• Set task
Reproduce the entries below verbatim, starting at the beginning of the entries and ending with the line that contains "183], [156, 184]]", with both ends included. Omit the pictures from your copy.

• Recorded information
※

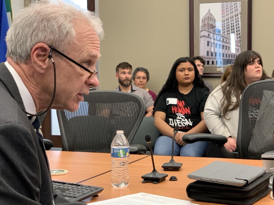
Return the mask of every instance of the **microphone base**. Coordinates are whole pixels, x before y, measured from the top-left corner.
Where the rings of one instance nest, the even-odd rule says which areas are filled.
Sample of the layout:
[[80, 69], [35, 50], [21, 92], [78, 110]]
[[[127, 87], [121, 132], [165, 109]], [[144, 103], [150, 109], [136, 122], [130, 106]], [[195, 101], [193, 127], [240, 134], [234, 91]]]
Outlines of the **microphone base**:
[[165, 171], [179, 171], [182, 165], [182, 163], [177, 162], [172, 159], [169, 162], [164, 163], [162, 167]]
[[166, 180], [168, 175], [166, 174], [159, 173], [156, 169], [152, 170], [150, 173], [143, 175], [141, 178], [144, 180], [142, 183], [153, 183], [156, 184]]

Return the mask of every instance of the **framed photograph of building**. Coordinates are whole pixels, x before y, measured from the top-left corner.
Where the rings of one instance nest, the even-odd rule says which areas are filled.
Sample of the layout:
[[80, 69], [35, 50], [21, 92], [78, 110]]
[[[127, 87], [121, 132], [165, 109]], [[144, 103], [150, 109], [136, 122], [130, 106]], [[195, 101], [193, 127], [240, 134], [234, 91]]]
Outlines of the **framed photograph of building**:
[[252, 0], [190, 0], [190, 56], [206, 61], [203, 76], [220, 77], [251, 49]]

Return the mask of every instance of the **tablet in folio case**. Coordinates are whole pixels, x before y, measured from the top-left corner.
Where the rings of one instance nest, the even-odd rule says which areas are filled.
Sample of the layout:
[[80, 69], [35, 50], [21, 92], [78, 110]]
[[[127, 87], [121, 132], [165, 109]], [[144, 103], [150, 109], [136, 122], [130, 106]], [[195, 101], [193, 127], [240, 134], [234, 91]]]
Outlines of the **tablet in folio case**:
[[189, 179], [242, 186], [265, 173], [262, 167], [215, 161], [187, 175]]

※

• Answer
Return the mask of every instance of the **microphone base**. Coordinates are whole pixels, x before y, measured from the top-left corner.
Where the rings of one instance nest, the even-odd rule says which areas are filled.
Sample of the layout:
[[80, 69], [35, 50], [21, 92], [78, 110]]
[[[127, 87], [121, 132], [165, 109]], [[144, 103], [150, 109], [136, 122], [130, 106]], [[195, 101], [193, 127], [240, 134], [234, 91]]]
Outlines of the **microphone base**:
[[165, 171], [179, 171], [182, 165], [182, 163], [177, 162], [172, 159], [169, 162], [164, 163], [162, 167]]
[[166, 180], [168, 175], [166, 174], [159, 173], [156, 169], [152, 170], [150, 173], [143, 175], [141, 178], [144, 180], [142, 183], [153, 183], [156, 184]]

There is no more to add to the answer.